[Entries drawn from a collection]
::::
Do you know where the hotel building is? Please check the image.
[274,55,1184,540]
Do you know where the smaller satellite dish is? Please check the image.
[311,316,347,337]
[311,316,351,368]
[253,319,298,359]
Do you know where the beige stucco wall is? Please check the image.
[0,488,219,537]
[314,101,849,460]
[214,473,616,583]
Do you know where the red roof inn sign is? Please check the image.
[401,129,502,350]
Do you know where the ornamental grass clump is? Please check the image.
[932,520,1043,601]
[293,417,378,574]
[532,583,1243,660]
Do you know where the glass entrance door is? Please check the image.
::::
Render each line of the material above as a Markdown table with two columns, Row and Line. Number the rows in order, and omit any blank lines.

| Row | Line |
|---|---|
| 1 | Do you know where the hotel building is? Please check the image. |
| 2 | [274,55,1184,540] |
| 3 | Do you know where the smaller satellite dish is? Please check the image. |
| 4 | [311,316,347,337] |
| 5 | [311,316,351,368] |
| 6 | [253,319,298,359] |
| 7 | Do you know where the beige stucco wall is? Please check the image. |
| 8 | [0,488,219,537] |
| 9 | [314,101,849,460] |
| 10 | [214,473,616,583] |
| 11 | Do you know where the red roof inn sign is? Please check the image. |
| 12 | [401,129,502,350] |
| 13 | Do you know where the ornamental grass clump is? Please check the image. |
| 14 | [932,520,1043,601] |
| 15 | [293,417,378,574] |
| 16 | [532,583,1243,660] |
| 17 | Do you know where the glass entrance door is? Please check the image. |